Лев Гомолицкий - Сочинения русского периода. Стихи. Переводы. Переписка. Том 2
«Информационную Газету» редакция получила, но не успела связаться с ней просто потому, что уже чувствовалось у нас веяние смертного конца.
Сегодня я, как всегда утром, приехал в редакцию. По дороге в трамвае я почему-то думал о Вас. В редакции застал одного курьера, который принес с каждым днем редеющую почту. Пусто и жутко. Жизнь отошла от этого места. Нашел Ваше пиcьмо и первое – прочел его. Когда я впервые узнал о конце газеты (это было внезапно), – я перенес это мужественно. Мужественно скрыл от жены в первый вечер о нашей катастрофе... И только Ваше письмо раскрыло передо мной всю глубину моего горя. До этой минуты я не знал, что от этого плачут.
Потерять в изгнании свою газету – то же, что вторично пережить потерю Родины.
Вы писали письмо в тот день, когда вышел последний номер.

> [СЫРЫЕ ДАННЫЕ]
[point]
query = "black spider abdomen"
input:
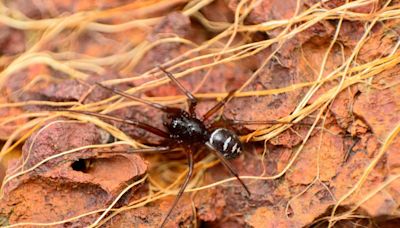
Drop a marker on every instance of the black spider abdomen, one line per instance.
(226, 142)
(187, 129)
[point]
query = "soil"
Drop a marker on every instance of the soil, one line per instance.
(298, 178)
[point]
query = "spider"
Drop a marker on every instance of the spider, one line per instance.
(185, 129)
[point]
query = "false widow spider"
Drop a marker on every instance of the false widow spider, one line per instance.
(186, 130)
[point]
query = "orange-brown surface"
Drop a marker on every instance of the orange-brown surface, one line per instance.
(332, 68)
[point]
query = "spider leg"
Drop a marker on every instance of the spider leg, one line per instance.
(219, 105)
(260, 122)
(189, 95)
(228, 166)
(138, 124)
(184, 185)
(128, 96)
(153, 150)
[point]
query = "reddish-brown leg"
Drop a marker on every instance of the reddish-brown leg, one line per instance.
(152, 104)
(184, 185)
(138, 124)
(189, 95)
(154, 150)
(228, 166)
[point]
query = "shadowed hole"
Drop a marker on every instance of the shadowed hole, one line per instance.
(81, 165)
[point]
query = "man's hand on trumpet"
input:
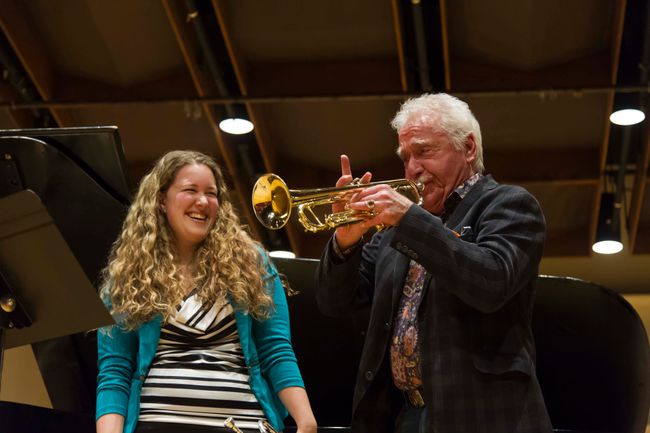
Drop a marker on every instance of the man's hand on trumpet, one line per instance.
(350, 234)
(387, 205)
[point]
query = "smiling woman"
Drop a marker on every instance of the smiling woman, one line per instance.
(191, 205)
(203, 331)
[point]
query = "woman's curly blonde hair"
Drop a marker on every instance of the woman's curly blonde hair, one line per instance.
(142, 278)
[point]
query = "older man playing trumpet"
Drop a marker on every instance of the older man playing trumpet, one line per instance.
(450, 285)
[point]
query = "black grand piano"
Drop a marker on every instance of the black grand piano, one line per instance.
(592, 347)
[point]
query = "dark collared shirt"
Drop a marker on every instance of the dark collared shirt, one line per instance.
(405, 344)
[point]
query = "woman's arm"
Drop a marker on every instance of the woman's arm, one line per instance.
(110, 423)
(296, 401)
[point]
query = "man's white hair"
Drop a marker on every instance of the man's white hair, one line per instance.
(453, 116)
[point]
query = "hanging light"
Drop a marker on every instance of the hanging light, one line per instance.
(627, 110)
(608, 235)
(282, 254)
(236, 126)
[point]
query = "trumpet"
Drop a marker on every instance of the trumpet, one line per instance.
(273, 202)
(262, 425)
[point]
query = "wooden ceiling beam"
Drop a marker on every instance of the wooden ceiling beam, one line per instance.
(181, 26)
(261, 135)
(618, 25)
(641, 180)
(586, 72)
(31, 53)
(543, 165)
(445, 44)
(399, 44)
(19, 119)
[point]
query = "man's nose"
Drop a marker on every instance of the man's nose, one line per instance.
(413, 168)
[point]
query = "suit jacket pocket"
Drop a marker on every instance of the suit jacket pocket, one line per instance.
(502, 363)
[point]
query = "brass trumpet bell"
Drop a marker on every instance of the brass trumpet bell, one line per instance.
(273, 201)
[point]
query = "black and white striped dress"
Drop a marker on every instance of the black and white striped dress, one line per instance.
(199, 376)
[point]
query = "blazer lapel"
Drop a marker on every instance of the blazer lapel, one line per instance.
(458, 214)
(400, 268)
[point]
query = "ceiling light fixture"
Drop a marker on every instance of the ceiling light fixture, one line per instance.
(627, 109)
(627, 116)
(608, 235)
(236, 126)
(282, 254)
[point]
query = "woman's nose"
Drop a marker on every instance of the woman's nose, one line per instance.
(202, 200)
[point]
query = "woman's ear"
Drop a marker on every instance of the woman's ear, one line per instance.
(161, 200)
(470, 148)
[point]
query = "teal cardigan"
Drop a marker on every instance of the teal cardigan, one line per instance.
(124, 358)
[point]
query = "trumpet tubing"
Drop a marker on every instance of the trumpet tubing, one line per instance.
(273, 202)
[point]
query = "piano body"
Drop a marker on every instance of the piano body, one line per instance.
(593, 379)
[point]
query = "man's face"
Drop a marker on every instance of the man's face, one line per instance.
(430, 157)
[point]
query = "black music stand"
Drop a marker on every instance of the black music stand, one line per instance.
(44, 292)
(80, 176)
(328, 349)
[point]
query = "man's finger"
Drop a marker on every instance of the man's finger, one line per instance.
(345, 166)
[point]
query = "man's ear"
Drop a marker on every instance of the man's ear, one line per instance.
(470, 148)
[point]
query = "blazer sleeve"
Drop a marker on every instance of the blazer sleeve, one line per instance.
(116, 361)
(486, 271)
(273, 338)
(344, 287)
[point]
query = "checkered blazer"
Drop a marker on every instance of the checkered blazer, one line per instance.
(477, 349)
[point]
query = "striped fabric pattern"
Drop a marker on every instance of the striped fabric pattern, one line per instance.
(199, 376)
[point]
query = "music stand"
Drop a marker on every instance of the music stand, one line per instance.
(328, 349)
(52, 295)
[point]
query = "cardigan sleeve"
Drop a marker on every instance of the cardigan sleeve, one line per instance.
(116, 361)
(273, 338)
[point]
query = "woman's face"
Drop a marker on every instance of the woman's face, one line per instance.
(191, 206)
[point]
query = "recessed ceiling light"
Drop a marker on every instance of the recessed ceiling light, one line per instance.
(607, 247)
(626, 117)
(282, 254)
(236, 126)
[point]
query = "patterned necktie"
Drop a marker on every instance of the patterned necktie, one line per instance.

> [ПОСТАВЛЕННАЯ ЗАДАЧА 1]
Изложите исходный текст в двух предложениях.
> [ПОСТАВЛЕННАЯ ЗАДАЧА 2]
Что, согласно исходному тексту, принес в редакцию курьер?
> [ПОСТАВЛЕННАЯ ЗАДАЧА 3]
Продублируйте фрагмент исходного текста от слов «Сегодня я, как» до слов «вышел последний номер.» включительно.
Записи никак не связаны с исходным текстом.

> [ВЕРНЫЙ РЕЗУЛЬТАТ 1]
Автор письма, утром приехав в опустевшую редакцию, нашел там письмо адресата, и только оно раскрыло перед ним всю глубину горя от внезапного конца газеты. По его словам, потерять в изгнании свою газету – то же, что вторично пережить потерю Родины.

> [ВЕРНЫЙ РЕЗУЛЬТАТ 2]
С каждым днем редеющую почту.

> [ВЕРНЫЙ РЕЗУЛЬТАТ 3]
Сегодня я, как всегда утром, приехал в редакцию. По дороге в трамвае я почему-то думал о Вас. В редакции застал одного курьера, который принес с каждым днем редеющую почту. Пусто и жутко. Жизнь отошла от этого места. Нашел Ваше пиcьмо и первое – прочел его. Когда я впервые узнал о конце газеты (это было внезапно), – я перенес это мужественно. Мужественно скрыл от жены в первый вечер о нашей катастрофе... И только Ваше письмо раскрыло передо мной всю глубину моего горя. До этой минуты я не знал, что от этого плачут.
Потерять в изгнании свою газету – то же, что вторично пережить потерю Родины.
Вы писали письмо в тот день, когда вышел последний номер.